━━ RECORDS TO USE
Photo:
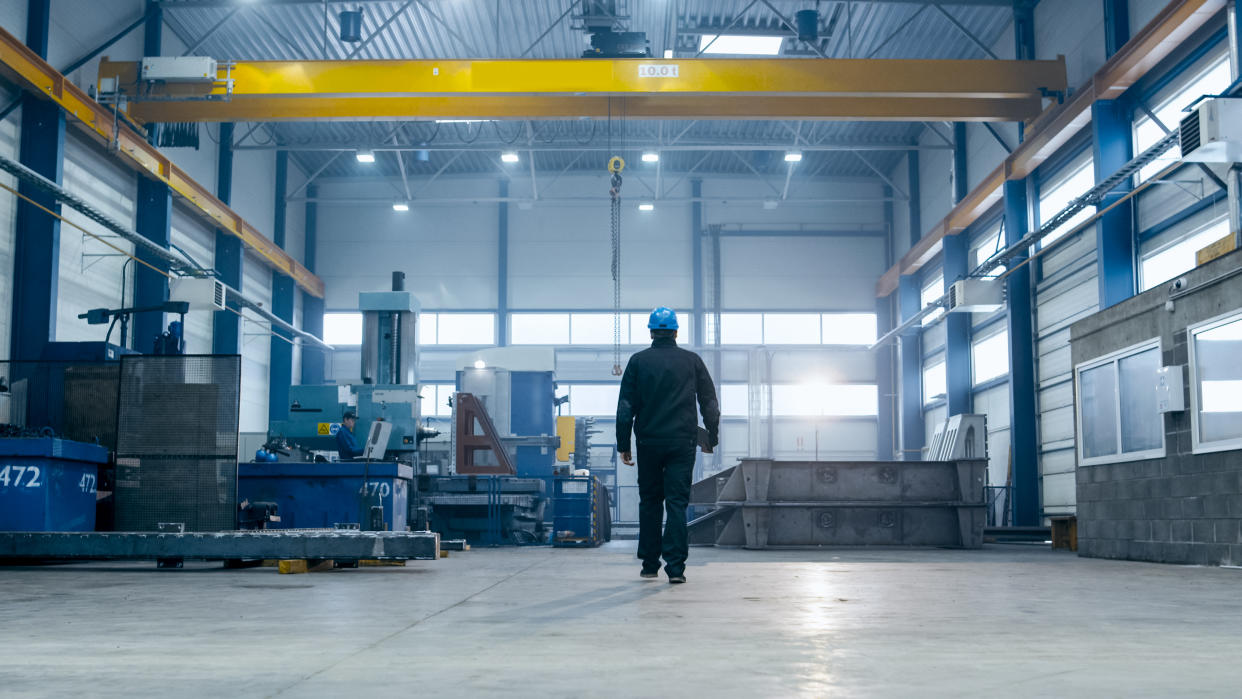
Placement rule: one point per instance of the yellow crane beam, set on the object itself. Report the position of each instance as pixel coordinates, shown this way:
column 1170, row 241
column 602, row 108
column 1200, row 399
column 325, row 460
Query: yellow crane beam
column 31, row 73
column 693, row 88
━━━━
■ WHAT TO PRODUCE
All the records need to be printed again exactly as written, though without their pictures.

■ TASK ANSWER
Photo:
Placement rule: one point per instance of the yellow crane beam, set on the object itself. Report the position of each instance as pixel coordinates, shown this way:
column 1170, row 241
column 602, row 108
column 1200, row 399
column 325, row 460
Query: yellow crane beam
column 31, row 73
column 693, row 88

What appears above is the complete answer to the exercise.